┌──

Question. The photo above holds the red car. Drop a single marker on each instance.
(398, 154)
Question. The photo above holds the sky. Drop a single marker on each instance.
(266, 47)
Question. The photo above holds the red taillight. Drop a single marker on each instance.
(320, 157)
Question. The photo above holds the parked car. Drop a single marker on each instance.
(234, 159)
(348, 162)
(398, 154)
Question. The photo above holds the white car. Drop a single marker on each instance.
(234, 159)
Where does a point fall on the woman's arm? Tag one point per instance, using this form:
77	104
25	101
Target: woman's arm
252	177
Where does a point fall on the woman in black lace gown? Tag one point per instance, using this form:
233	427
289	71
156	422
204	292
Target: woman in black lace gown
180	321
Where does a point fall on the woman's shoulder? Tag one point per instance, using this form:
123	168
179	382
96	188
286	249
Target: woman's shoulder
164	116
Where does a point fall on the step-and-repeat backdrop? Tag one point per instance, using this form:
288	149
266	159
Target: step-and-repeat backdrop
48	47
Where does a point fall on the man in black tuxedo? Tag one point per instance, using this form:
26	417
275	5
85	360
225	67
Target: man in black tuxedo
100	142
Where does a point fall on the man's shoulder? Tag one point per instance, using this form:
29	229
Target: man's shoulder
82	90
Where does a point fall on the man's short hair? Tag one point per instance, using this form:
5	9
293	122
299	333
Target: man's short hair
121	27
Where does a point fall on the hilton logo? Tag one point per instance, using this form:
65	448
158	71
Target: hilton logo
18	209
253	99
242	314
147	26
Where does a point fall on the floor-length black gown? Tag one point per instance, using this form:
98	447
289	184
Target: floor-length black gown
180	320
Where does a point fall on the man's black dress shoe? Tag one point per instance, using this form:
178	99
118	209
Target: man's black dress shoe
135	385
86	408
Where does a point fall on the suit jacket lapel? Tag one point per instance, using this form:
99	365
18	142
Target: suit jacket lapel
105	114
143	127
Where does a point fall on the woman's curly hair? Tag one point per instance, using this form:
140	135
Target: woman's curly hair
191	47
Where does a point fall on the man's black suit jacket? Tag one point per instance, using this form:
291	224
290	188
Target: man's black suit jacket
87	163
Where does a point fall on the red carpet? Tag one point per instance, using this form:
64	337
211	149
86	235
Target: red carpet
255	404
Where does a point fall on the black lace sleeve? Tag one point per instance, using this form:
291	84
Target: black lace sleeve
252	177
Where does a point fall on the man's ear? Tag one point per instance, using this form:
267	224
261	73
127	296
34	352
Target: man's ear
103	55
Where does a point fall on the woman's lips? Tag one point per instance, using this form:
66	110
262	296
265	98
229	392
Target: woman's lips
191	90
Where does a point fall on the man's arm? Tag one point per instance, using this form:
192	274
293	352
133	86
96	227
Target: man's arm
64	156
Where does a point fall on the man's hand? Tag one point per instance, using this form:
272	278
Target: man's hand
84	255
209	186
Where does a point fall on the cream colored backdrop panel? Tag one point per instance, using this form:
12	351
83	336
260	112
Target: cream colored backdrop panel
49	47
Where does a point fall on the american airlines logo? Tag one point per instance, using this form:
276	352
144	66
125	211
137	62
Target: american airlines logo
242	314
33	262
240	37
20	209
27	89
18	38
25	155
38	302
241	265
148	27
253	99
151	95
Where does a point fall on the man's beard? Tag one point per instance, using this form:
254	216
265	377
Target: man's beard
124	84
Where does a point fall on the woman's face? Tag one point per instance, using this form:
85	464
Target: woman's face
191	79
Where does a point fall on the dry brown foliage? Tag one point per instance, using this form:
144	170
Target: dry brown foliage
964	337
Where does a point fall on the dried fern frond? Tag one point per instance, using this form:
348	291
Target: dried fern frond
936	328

└──

> [PROBLEM TO WORK ON]:
Please write the listing out again, matching each line exactly.

> [TASK OUTPUT]:
Question. The photo above holds the red car. Drop a single marker on each instance.
(398, 154)
Question. The photo above holds the sky. Drop a single marker on each instance.
(266, 47)
Question. The photo above holds the red taillight. Drop a single marker on each instance.
(320, 157)
Question. The photo above holds the parked car. Drop a single marker on each instance.
(234, 159)
(348, 162)
(398, 154)
Question. The photo above holds the white car. Drop a single marker on each instance.
(234, 159)
Where does a point fall on the woman's arm? Tag one point per instance, using this form:
77	104
25	101
Target: woman's arm
252	177
Where does a point fall on the woman in black lace gown? Tag one point per instance, using this form:
233	427
289	71
156	422
204	292
Target: woman in black lace gown
180	321
Where does a point fall on the woman's shoulder? Tag one point per instance, using this form:
123	168
179	382
96	188
286	249
Target: woman's shoulder
164	116
Where does a point fall on the step-and-repeat backdrop? Tag one point per instance, using this form:
288	149
266	159
Target: step-and-repeat backdrop
48	47
Where does a point fall on the man in black tuxedo? Tag one point per instance, using this form:
26	417
275	5
85	360
225	67
Target: man in black tuxedo
100	142
Where does a point fall on the man's shoulder? Tag one point per instance, using this form:
29	229
Target: man's shoulder
82	90
Where does a point fall on the man's short hair? Tag one point per instance, using this form:
5	9
293	122
299	333
Target: man's short hair
121	27
Where does a point fall on the hilton logo? Tag one point per instance, using this form:
65	448
158	71
Target: hilton logo
18	209
253	99
242	314
147	26
Where does a point fall on the floor-length black gown? Tag one point per instance, using this form:
98	447
289	184
Target: floor-length black gown
180	320
Where does a point fall on the man's black dress shoe? Tag one point per instance, using this form:
178	99
118	209
Target: man's black dress shoe
135	385
86	408
Where does a point fall on the suit jacket lapel? Tag one point per instance, using this form:
99	365
18	142
Target: suit jacket lapel
105	114
143	127
Where does a point fall on the woman's curly hair? Tag one point per instance, using this form:
140	135
Target: woman's curly hair
191	47
Where does a point fall on the man's black suit jacket? Tag one point per instance, using this form:
291	224
290	188
Target: man's black suit jacket
87	163
Where does a point fall on the red carpet? Tag one point per instance, using this form:
64	337
211	149
86	235
Target: red carpet
255	404
Where does a point fall on the black lace sleeve? Tag one point per instance, using this form:
291	84
Target: black lace sleeve
252	177
Where does a point fall on the man's ear? Tag one point per instance, using this form:
267	224
261	73
127	296
34	352
Target: man's ear
103	55
Where does a point fall on the woman's lips? Tag one point per instance, using this form:
66	110
262	296
265	98
229	392
Target: woman's lips
191	90
Where does a point fall on the man's arm? Tag one point per instance, using this form:
192	274
293	352
133	86
96	227
Target: man's arm
64	156
Where does a point fall on the man's hand? Tag one point per instance, using this form:
272	278
Target: man's hand
84	255
209	186
Where does a point fall on the cream colored backdrop panel? Tag one point per instance, using this form:
12	351
83	336
260	112
Target: cream colored backdrop panel
49	47
Where does a point fall on the american airlines logo? Tag one point per instance, using this form:
276	352
144	66
125	211
137	62
Target: american airlines logo
242	314
33	262
240	37
20	209
27	89
18	38
25	155
38	302
241	265
148	27
253	99
151	95
Where does a point fall on the man's beard? Tag one point per instance, using this form:
254	216
265	377
Target: man's beard
124	84
Where does a point fall on the woman's face? Tag one point per instance, using this form:
85	464
Target: woman's face
191	79
Where does a point fall on the dry brown foliage? Tag one point per instance, using this form:
144	170
Target: dry brown foliage
964	337
Where does a point fall on the dried fern frond? Tag one point per instance, using this form:
348	291
Target: dried fern frond
936	328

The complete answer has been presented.